*What this task involves*. With the images removed, transcribe the listing that follows exactly.
Top of Data for processing
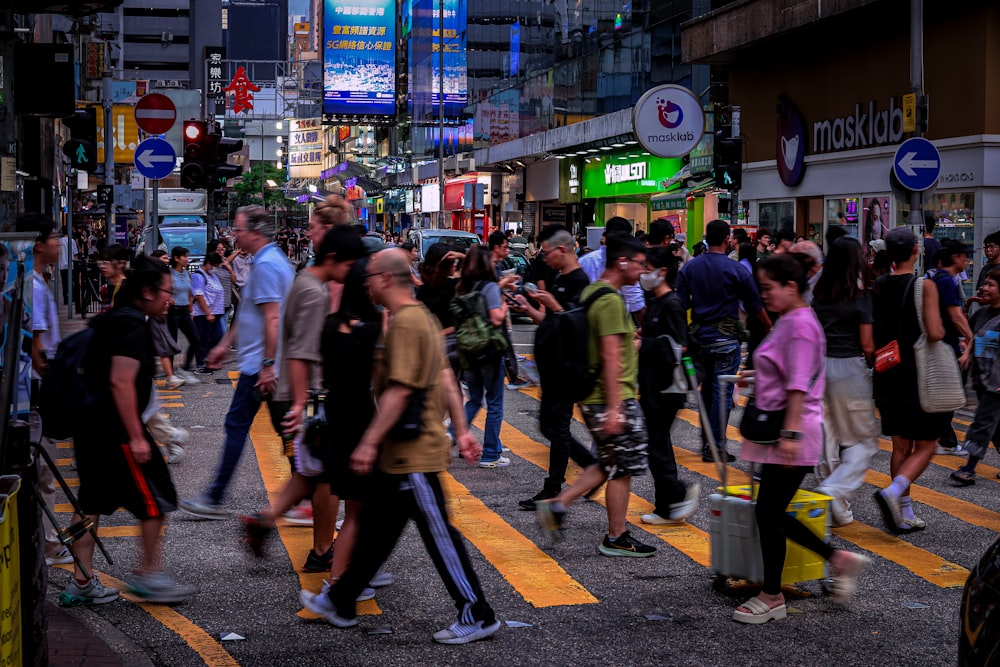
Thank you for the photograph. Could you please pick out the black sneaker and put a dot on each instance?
(625, 545)
(529, 505)
(550, 519)
(256, 532)
(318, 563)
(706, 456)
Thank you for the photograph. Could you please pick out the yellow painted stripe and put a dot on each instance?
(924, 564)
(206, 646)
(686, 538)
(528, 569)
(275, 472)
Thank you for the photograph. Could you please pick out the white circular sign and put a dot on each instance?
(668, 121)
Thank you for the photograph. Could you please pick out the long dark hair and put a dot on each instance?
(477, 267)
(146, 273)
(842, 273)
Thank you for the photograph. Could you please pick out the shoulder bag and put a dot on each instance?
(939, 380)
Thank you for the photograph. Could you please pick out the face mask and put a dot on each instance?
(650, 281)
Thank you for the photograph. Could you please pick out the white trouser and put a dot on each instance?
(849, 427)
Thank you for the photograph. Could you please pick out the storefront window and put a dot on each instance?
(776, 215)
(845, 213)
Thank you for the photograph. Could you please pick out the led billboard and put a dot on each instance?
(359, 57)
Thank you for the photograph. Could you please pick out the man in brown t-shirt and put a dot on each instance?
(404, 480)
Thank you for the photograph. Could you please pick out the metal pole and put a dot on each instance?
(69, 248)
(109, 143)
(441, 218)
(916, 219)
(154, 207)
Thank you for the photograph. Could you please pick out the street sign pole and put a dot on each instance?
(154, 211)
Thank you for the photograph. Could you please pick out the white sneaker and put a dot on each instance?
(501, 462)
(682, 510)
(957, 450)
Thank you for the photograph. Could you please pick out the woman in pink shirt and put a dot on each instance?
(789, 375)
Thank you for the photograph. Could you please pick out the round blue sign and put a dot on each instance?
(155, 158)
(917, 164)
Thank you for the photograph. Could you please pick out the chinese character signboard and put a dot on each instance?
(242, 89)
(215, 79)
(305, 148)
(359, 57)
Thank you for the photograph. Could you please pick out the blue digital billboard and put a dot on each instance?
(425, 45)
(359, 57)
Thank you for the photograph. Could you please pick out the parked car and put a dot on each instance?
(979, 639)
(425, 238)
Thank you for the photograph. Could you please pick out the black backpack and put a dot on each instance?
(65, 394)
(570, 355)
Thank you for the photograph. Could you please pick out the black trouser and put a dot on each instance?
(555, 416)
(778, 485)
(179, 319)
(660, 414)
(394, 500)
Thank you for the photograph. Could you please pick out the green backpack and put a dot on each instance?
(477, 341)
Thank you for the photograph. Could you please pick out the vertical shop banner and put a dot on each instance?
(215, 80)
(305, 148)
(359, 57)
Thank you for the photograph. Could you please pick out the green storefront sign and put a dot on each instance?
(628, 173)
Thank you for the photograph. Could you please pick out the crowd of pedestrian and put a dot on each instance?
(361, 355)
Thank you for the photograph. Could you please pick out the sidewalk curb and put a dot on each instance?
(130, 653)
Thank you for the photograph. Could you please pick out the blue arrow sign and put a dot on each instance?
(917, 164)
(155, 158)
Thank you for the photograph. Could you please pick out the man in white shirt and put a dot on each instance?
(44, 343)
(593, 265)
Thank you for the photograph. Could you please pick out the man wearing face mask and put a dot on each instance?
(674, 501)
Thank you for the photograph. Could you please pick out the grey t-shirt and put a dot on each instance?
(302, 316)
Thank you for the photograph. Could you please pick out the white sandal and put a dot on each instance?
(759, 612)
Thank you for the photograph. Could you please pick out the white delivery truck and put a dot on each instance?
(182, 217)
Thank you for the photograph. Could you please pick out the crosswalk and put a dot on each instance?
(524, 560)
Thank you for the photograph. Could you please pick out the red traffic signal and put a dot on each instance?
(194, 171)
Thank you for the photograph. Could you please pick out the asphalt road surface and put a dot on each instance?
(577, 607)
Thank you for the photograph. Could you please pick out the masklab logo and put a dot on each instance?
(667, 110)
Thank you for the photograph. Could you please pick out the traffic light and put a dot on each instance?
(197, 155)
(82, 148)
(221, 169)
(728, 161)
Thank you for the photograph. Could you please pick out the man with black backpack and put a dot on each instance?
(556, 411)
(611, 410)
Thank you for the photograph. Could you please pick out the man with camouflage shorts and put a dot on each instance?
(611, 412)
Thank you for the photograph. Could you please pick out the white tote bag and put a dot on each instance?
(939, 380)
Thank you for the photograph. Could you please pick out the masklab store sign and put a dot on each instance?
(868, 126)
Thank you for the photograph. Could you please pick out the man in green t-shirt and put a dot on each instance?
(611, 411)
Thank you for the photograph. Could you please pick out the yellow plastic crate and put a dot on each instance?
(811, 509)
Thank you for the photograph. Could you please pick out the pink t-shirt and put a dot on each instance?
(792, 358)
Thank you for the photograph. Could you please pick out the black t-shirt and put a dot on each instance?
(566, 290)
(841, 322)
(437, 299)
(121, 332)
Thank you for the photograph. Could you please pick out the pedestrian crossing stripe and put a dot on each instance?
(535, 575)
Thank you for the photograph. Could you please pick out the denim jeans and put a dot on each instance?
(718, 358)
(487, 381)
(242, 410)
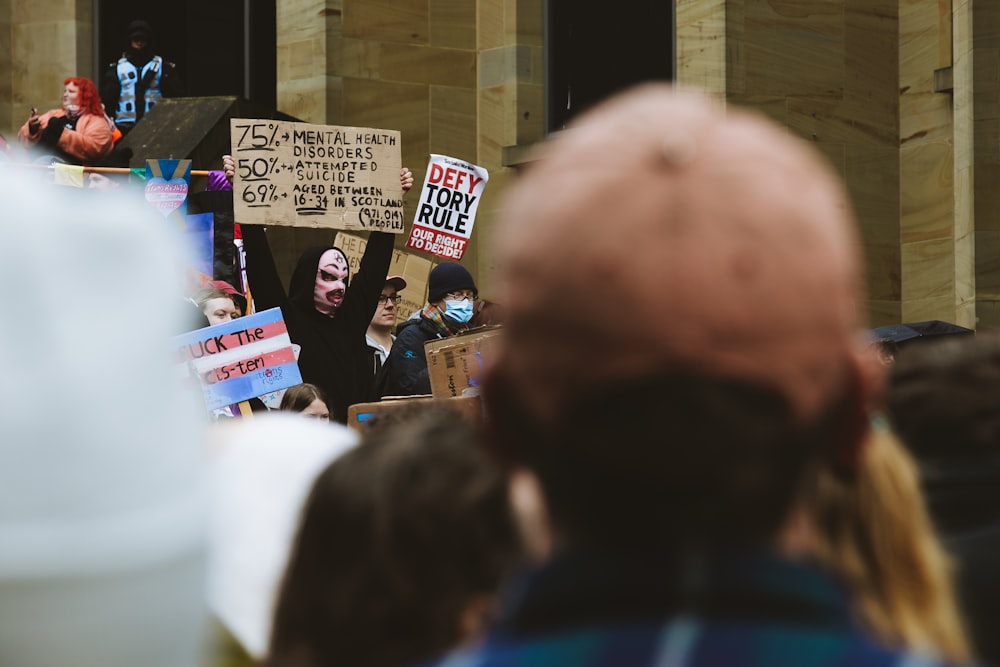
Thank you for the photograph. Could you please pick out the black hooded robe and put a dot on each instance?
(334, 353)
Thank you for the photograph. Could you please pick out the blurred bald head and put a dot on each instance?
(668, 233)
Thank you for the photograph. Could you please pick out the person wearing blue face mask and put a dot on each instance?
(451, 299)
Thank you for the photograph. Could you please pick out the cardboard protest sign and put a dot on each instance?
(316, 176)
(167, 186)
(447, 210)
(238, 360)
(414, 269)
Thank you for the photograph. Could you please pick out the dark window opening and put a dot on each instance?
(220, 47)
(595, 50)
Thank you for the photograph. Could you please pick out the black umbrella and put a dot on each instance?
(902, 333)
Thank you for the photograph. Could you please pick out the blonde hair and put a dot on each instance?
(875, 532)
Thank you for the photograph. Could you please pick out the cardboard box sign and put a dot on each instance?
(360, 415)
(456, 364)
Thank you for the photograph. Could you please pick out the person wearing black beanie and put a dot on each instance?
(451, 297)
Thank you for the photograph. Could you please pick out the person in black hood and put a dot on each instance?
(326, 310)
(139, 79)
(451, 297)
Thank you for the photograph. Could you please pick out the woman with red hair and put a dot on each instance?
(79, 132)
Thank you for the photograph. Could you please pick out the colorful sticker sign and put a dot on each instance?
(247, 357)
(447, 209)
(167, 185)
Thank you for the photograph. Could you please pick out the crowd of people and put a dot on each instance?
(84, 129)
(739, 482)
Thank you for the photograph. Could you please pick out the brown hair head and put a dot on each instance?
(397, 537)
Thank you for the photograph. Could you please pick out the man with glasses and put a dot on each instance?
(451, 296)
(379, 335)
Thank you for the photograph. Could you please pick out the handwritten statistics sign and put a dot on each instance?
(249, 356)
(447, 209)
(317, 176)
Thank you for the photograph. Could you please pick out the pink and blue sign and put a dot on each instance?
(238, 360)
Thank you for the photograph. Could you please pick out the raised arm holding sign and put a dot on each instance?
(327, 311)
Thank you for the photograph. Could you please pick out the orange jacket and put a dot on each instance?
(89, 142)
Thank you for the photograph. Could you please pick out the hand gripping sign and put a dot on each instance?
(447, 209)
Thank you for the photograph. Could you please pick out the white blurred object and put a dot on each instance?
(102, 494)
(262, 473)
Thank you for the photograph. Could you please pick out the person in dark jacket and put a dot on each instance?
(451, 296)
(326, 310)
(139, 79)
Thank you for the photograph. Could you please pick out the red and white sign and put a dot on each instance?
(447, 209)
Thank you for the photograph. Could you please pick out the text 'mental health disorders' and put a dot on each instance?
(317, 176)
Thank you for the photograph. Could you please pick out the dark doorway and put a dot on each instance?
(220, 47)
(596, 49)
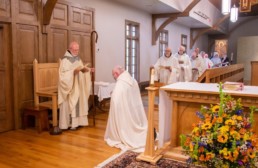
Bottom of Data for processing
*Reply*.
Thank you for the photograph. Could you please pick out the black sneaker and put a dot on each instance?
(625, 545)
(529, 505)
(550, 519)
(256, 532)
(318, 563)
(706, 456)
Thank you for the photograph. Could you please pick out the yellow painted stripe and put a dot on each instance?
(924, 564)
(206, 646)
(686, 538)
(528, 569)
(275, 472)
Thank you for the photograph. Could you please pick out the white circular sign and put a dot on each instance?
(668, 121)
Thank you for the photograph. Could you please pick out the long dark hair and put a dot on each instance?
(477, 267)
(146, 273)
(842, 273)
Thank you for the photograph. Could you please pick out the shoulder bag and put a dot on each instance?
(939, 380)
Thank you for the photograph. Could you please pick out the face mask and put a dot on each instance?
(650, 281)
Thank you for the photograph. Could you please pick out the white trouser and put a dot on each instance?
(849, 427)
Thank you for the photograph. Could you please pick out the storefront window and put a dot on each instance?
(776, 215)
(845, 213)
Thank you for the photograph. Could you please pick out the led billboard and put a dot on each instance?
(359, 57)
Thank you for the photograph. Could you please pick out the man in brown t-shirt and put a dot on each instance?
(404, 480)
Thank you for the photograph. Could you please pick out the metal pole and put a dot on each instance?
(69, 248)
(109, 143)
(441, 218)
(916, 219)
(154, 207)
Thank you for the photograph. Could you please pick out the street sign pole and put a dot on each instance?
(154, 211)
Thank you for the photograph. Could you please pick out the white sneaker and put a dot on each instance?
(501, 462)
(682, 510)
(957, 450)
Thank you for the photograph. Could you please pick out the woman in pink shirt and put a dot on each instance?
(789, 375)
Thank you for the photograph. Could you please pick out the round blue sign and put a dot on each instance?
(155, 158)
(917, 164)
Thank you for the photograph. Could you please pick out the chinese character signboard and put a dot on each instance?
(242, 89)
(215, 79)
(305, 148)
(359, 57)
Thank you for the photograph. Could you please pick out the blue digital billboard and put a dot on each instance?
(425, 45)
(359, 57)
Thank you for the photograph. Could you please pick out the parked car and put a dot on each instance?
(979, 639)
(425, 238)
Thank you for the photograph. Could you please pick out the black backpack and put a dot on each instance?
(65, 394)
(570, 355)
Thank you for the photograph. Could you please pick out the black trouser and put a dot on each instance?
(555, 416)
(778, 485)
(179, 319)
(660, 414)
(394, 500)
Thank you for the photograph. Could you please pick out the green backpack and put a dot on each instance?
(477, 341)
Thank you for the photograph. Could you please pick out the vertical shop banner and put a dot on each instance?
(215, 80)
(305, 148)
(359, 57)
Thank you for the photograph. Could you please pick out the green storefront sign and put a dot on each instance?
(628, 173)
Thank you for the photograph. Could you please pick out the crowd of pedestrian and put a dot on each instance?
(361, 355)
Thank you for the photograph. Could you please pick out the sidewalk curb and put a dot on each instance?
(130, 653)
Thank you for the photograph. Could you please pick out the blue arrow sign and put a dot on each instance?
(917, 164)
(155, 158)
Thank you for the photograph. Could you please pick out the man in white shirt and put a dot on each instance?
(44, 343)
(593, 265)
Thank you for the photograph. Could you please pick out the man wearing face mask and put a dot on each instance?
(674, 501)
Thank you for the photograph. Could you please pick out the grey t-shirt and put a dot on each instance?
(302, 316)
Thank you for the photograph. Could you please pick out the white sandal and put a dot on each instance?
(759, 612)
Thank you for the photograph. Could you please pick out the white delivery truck and put a dot on each instance?
(182, 217)
Thank you for the photograph. Could you please pick out the crosswalk and put a dot on each instance?
(524, 560)
Thank you for the photograph. Could you please pick out the red traffic signal and put a dot on each instance?
(194, 171)
Thank you for the photograph. Could you please pick out the asphalt road surface and put a dot on each instance?
(577, 607)
Thank you for the photograph. Could you please pick out the masklab logo and put a dot on each instance?
(667, 110)
Thank you for the photograph. Could you please pick out the traffic light and put a dot on each instance?
(197, 155)
(82, 148)
(221, 169)
(728, 161)
Thank you for the photograph. Could you please pick out the man with black backpack and put a dot on each instance?
(556, 411)
(611, 410)
Thank you for the photograph. Could you please pick out the man with camouflage shorts and put a dot on each instance?
(611, 412)
Thank you for the photograph. Could you please pick out the white tote bag and put a dot on each instance?
(939, 380)
Thank you for the photograph. Could you please pick out the masklab store sign and put a dot on each instance?
(868, 126)
Thank you for the photograph. Could you please pick out the man in green t-shirt and put a dot on each instance?
(611, 411)
Thank you for the photograph. Could you please pick out the yellow plastic crate and put a dot on each instance?
(811, 509)
Thank you for the photograph. Could you please pick out the pink t-shirt and put a dot on each instance?
(792, 358)
Thank you for the photograph. Could you please pick out the black t-shirt and put a dot on each instance?
(566, 290)
(841, 322)
(437, 299)
(121, 332)
Thank you for the photograph. Could you please pick out the pedestrian crossing stripe and put a dot on each instance?
(535, 575)
Thank you for the photograph. Could you please pick out the denim jeans and put a dot on each instance?
(718, 358)
(487, 381)
(242, 410)
Thank you for the photograph. Could you please pick out the black hooded robe and put a dot on each instance?
(334, 353)
Thank you for the photograph. Could you please pick out the blurred bald head and put a dot on each instance?
(668, 233)
Thank you for the photograph. Could you please pick out the person wearing blue face mask and put a dot on each instance?
(451, 299)
Thank you for the photograph. Could you please pick out the cardboard protest sign and put a dot on each instance?
(316, 176)
(167, 186)
(447, 210)
(238, 360)
(414, 269)
Thank you for the photograph. Could you please pick out the dark window opening and put a dot on each instance?
(220, 47)
(595, 50)
Thank you for the photograph. Could you please pick out the black umbrella and put a dot on each instance?
(902, 333)
Thank you for the photograph. Could you please pick out the blonde hair and put a dot on each instance?
(875, 532)
Thank you for the photograph. Could you please pick out the cardboard box sign and put a dot on each instance?
(360, 415)
(456, 364)
Thank you for the photograph. Could you please pick out the person wearing black beanie and put a dot on each instance?
(451, 297)
Thank you for the photograph. Could you please pick out the person in black hood and put a dot on each instance?
(326, 310)
(139, 79)
(451, 297)
Thank you for the photograph. Could you please pick out the woman with red hair and put a dot on each instance?
(79, 132)
Thank you for the photograph. Could you please pick out the colorful sticker sign and put a dot on each instance?
(247, 357)
(447, 209)
(167, 185)
Thank you for the photograph. Could you please pick out the crowd of people and put a dot on each instance?
(84, 129)
(739, 482)
Thank you for the photograph. Could you please pick out the brown hair head and put a dot on each instance?
(397, 537)
Thank you for the photograph. Could you please pick out the man with glasses and put a dot on each instance?
(451, 296)
(379, 335)
Thank you for the photograph. Could you please pick out the handwritten statistics sign and put a dot on each instance?
(249, 356)
(447, 209)
(317, 176)
Thank you for the photograph. Could you please pick out the pink and blue sign and put a dot on each instance?
(238, 360)
Thank you for the photograph. Could you please pick out the raised arm holding sign and put a dot on each instance?
(327, 311)
Thank you for the photograph. Could you please pick out the orange jacket and put a dot on each instance?
(89, 142)
Thank you for the photograph. Could you please pick out the hand gripping sign and put a dot on each instance?
(447, 209)
Thank you for the photograph. Could you please pick out the white blurred object and put a dot on each instance?
(102, 494)
(262, 473)
Thank you for the photograph. Could you please pick out the person in dark jacket and put a dot on each instance?
(451, 296)
(326, 310)
(139, 79)
Thank you for the photograph. Could you please pick out the red and white sign and put a dot on each instance?
(447, 209)
Thank you for the photograph. Could you please pick out the text 'mental health disorders' and put a dot on each instance?
(317, 176)
Thank you for the photograph. Could you please pick out the dark doorway and put a dot on each instance?
(220, 47)
(596, 49)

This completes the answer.